* **Your assignment**:
All records should be written out again exactly.

___ Exercise material ___

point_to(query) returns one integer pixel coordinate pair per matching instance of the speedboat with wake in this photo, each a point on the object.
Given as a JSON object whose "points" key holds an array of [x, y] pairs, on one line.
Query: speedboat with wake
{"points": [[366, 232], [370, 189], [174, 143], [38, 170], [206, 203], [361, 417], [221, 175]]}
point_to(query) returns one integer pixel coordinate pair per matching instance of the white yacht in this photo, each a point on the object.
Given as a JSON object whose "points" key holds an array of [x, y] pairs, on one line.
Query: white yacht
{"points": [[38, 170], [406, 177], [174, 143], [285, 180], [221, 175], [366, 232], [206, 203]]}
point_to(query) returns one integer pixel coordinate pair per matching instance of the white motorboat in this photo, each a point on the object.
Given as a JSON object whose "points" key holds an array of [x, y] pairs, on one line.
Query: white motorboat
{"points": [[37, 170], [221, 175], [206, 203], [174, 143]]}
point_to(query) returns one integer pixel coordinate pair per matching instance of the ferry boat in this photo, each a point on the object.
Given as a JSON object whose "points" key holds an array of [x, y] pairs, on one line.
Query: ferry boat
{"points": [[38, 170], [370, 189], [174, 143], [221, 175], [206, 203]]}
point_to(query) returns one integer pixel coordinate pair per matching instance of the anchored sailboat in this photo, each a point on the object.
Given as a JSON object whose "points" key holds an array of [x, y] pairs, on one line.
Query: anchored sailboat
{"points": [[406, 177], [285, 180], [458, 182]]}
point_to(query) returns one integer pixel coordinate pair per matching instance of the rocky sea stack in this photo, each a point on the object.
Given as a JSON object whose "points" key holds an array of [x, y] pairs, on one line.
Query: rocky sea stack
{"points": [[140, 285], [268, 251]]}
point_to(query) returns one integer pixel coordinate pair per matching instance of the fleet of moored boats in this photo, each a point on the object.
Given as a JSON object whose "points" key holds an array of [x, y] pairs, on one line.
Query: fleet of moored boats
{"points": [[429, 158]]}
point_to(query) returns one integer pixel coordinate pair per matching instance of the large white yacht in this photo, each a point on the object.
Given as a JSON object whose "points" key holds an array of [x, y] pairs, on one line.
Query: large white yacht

___

* **Response to the exercise**:
point_to(query) returns one integer pixel coordinate pair per matching instance of the speedboat with wake in this photo, each a point on the object.
Given as a JSON object whose "points" key holds an array of [x, y] pairs, on one line.
Query: speedboat with wake
{"points": [[366, 232], [370, 189], [174, 143], [38, 170], [206, 203], [361, 417], [221, 175]]}
point_to(query) returns one integer pixel coordinate pair per matching instance of the white yacht in this photo, each a point on the object.
Given as a JSON object whose "points" key holds an array of [x, y] pairs, on one line.
Query: white yacht
{"points": [[38, 170], [406, 177], [174, 143], [285, 180], [221, 175], [366, 232], [206, 203]]}
point_to(query) returns one integer pixel coordinate pair per matching instance of the white motorboat in this photo, each a point on the object.
Given as a JSON object whose "points" key holds an array of [x, y] pairs, on one line.
Query: white motorboat
{"points": [[37, 170], [221, 175], [206, 203], [174, 143]]}
point_to(query) returns one integer pixel coordinate pair per matching instance of the ferry boat in this photo, each a point on the object.
Given as a JSON object whose "points" key holds an array of [x, y] pairs, on one line.
Query: ferry boat
{"points": [[38, 170], [370, 189], [174, 143], [221, 175], [206, 203]]}
point_to(query) returns one integer pixel coordinate pair per matching instance of the anchored sailboat in this photo, each a point on the object.
Given as a JSON object whose "points" key holds an array of [x, y] pairs, on one line.
Query: anchored sailboat
{"points": [[406, 177], [285, 180], [458, 182]]}
point_to(query) returns one integer pixel coordinate pair per matching instance of the rocky sea stack in this photo, each a point on the object.
Given as a JSON object whose "points" key holds an array of [x, y] pairs, on one line.
Query: rocky sea stack
{"points": [[140, 285], [268, 251]]}
point_to(query) returns one integer pixel coordinate pair per matching instance of the fleet of moored boats in this photo, each a point on the object.
Given as a JSON object whose "points" key holds an array of [x, y] pairs, on one line.
Query: fleet of moored boats
{"points": [[429, 158]]}
point_to(query) returns one integer pixel coordinate pair per matching instance of the large white yacht in this photo, each a point on the object.
Given as a JSON object whose "points" key holds an array of [x, y] pairs, on one line.
Query: large white yacht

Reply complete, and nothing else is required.